* **Aufgaben**:
a) Beantworten Sie die folgenden Fragen zum Text über »Der Geist der Hoffnung«. Kennzeichnen Sie jede Antwort mit derselben Nummer wie die Frage.
(i) In welchen Ländern setzte sich nach dem Zweiten Weltkrieg vor allem die analytische Philosophie durch?
(ii) Welcher postmoderne Philosoph wird als Vertreter der Kontinentalphilosophie genannt?
(iii) Welche Lösung nennt Han für das Problem, dass die Menschheit zunehmend im Zustand des Überlebens statt des Lebens sei?
b) Zitieren Sie aus dem Text über »Der Geist der Hoffnung« wortgetreu den Abschnitt von „Byung-Chul Han steht“ bis einschließlich „Problem lautet: Hoffnung.“.

* **Übungstext**:
'''

»Der Geist der Hoffnung«: Atmosphäre der Hoffnung
Nach dem Zweiten Weltkrieg bildeten sich zwei maßgebliche Strömungen der Philosophie heraus, die sich vor allem in ihrer Methodik massiv unterschieden. Einerseits setzte sich vor allem in England, den USA und Skandinavien die analytische Philosophie durch. Sprachphilosophie und formale Logik verbindend, stand sie metaphysischen Überlegungen skeptisch gegenüber, ja lehnte Metaphysik mitunter kategorisch ab. Etwa zur selben Zeit entwickelte sich ein ganzes Spektrum von Philosophien, die heute unter dem Begriff »Kontinentalphilosophie« zusammengefasst werden. Zu ihr rechnet man den Existenzialismus oder postmoderne Philosophen wie Jacques Derrida. Ihre Texte funktionieren oft assoziativ und generieren Bedeutung auch jenseits der Grenzen formaler Logik. Sie wurden mitunter als intellektuell und akademisch nutzlos eingestuft – was umso öfter geschah, je stärker die Geisteswissenschaften insgesamt unter Druck gerieten, sich methodisch an die Naturwissenschaften anzunähern und ihre Aussagen empirisch zu belegen.
Byung-Chul Han steht eher in der Tradition der Kontinentalphilosophie. Auch in »Der Geist der Hoffnung« widmet er sich Themen, die sich nicht unbedingt über das Sammeln von Daten erschließen. So hat sich die Welt laut Han in den letzten Jahren in einen dauerhaften Krisenmodus begeben, was Beispiele wie die Coronapandemie, die Klimakrise und auch die andauernden Kriege in verschiedenen Teilen der Welt belegen. Dadurch befinde sich die Menschheit zunehmend in einem Zustand des Überlebens – statt tatsächlich zu leben. Hans Lösung für dieses Problem lautet: Hoffnung.

'''

* **Bereitgestellte Daten**:

'''

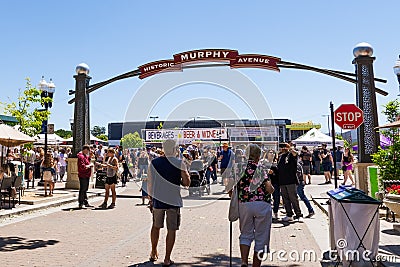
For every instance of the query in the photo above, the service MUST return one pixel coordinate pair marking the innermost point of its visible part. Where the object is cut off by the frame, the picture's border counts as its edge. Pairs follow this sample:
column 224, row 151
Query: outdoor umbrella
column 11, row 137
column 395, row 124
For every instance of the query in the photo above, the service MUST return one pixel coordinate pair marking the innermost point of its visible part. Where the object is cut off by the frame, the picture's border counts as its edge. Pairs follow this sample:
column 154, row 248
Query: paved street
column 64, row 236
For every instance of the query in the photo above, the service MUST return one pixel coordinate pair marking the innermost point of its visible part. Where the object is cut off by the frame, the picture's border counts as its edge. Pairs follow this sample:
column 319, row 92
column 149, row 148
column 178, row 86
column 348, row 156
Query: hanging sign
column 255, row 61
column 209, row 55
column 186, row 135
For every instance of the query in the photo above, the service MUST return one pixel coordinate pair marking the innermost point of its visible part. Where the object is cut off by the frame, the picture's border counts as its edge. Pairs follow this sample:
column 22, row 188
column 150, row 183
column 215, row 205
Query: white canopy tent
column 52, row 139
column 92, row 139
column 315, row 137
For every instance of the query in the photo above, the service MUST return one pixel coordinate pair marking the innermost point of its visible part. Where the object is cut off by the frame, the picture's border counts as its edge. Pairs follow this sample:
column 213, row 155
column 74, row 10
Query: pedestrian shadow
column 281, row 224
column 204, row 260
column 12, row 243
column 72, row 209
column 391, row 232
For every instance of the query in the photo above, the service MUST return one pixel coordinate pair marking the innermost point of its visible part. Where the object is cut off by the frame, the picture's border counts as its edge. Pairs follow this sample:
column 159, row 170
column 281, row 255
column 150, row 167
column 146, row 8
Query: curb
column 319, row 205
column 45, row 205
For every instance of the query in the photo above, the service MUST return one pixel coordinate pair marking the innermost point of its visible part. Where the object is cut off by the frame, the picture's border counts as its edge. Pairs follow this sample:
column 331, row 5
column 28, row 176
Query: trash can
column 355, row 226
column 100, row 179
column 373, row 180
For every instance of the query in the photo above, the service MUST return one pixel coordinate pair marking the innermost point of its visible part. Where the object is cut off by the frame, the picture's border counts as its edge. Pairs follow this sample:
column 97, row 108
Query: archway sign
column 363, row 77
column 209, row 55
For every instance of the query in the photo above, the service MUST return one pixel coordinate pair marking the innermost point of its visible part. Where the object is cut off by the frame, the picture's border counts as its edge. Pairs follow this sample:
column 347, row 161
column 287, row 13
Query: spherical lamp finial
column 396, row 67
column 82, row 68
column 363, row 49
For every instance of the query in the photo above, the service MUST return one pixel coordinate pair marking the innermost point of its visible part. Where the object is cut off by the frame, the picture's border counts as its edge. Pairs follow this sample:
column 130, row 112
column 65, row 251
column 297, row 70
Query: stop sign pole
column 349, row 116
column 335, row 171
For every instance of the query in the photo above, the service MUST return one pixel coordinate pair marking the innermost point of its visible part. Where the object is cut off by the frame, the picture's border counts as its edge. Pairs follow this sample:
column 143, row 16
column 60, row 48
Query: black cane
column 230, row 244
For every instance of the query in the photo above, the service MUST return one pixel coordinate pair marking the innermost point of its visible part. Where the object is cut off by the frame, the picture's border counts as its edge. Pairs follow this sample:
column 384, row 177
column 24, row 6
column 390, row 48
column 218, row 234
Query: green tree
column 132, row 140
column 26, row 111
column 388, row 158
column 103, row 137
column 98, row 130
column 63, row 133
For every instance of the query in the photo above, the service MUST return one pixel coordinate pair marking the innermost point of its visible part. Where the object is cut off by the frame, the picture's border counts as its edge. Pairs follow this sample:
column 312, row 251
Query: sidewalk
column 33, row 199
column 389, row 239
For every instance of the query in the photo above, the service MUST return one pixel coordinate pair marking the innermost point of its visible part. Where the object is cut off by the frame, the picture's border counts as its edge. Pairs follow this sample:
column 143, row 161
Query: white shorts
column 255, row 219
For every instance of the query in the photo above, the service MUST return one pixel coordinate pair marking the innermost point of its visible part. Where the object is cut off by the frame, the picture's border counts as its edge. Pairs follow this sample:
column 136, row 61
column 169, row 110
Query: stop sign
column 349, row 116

'''

* **Lösungen**:
a)
(i) In England, den USA und Skandinavien.
(ii) Jacques Derrida.
(iii) Hoffnung.

b)
Byung-Chul Han steht eher in der Tradition der Kontinentalphilosophie. Auch in »Der Geist der Hoffnung« widmet er sich Themen, die sich nicht unbedingt über das Sammeln von Daten erschließen. So hat sich die Welt laut Han in den letzten Jahren in einen dauerhaften Krisenmodus begeben, was Beispiele wie die Coronapandemie, die Klimakrise und auch die andauernden Kriege in verschiedenen Teilen der Welt belegen. Dadurch befinde sich die Menschheit zunehmend in einem Zustand des Überlebens – statt tatsächlich zu leben. Hans Lösung für dieses Problem lautet: Hoffnung.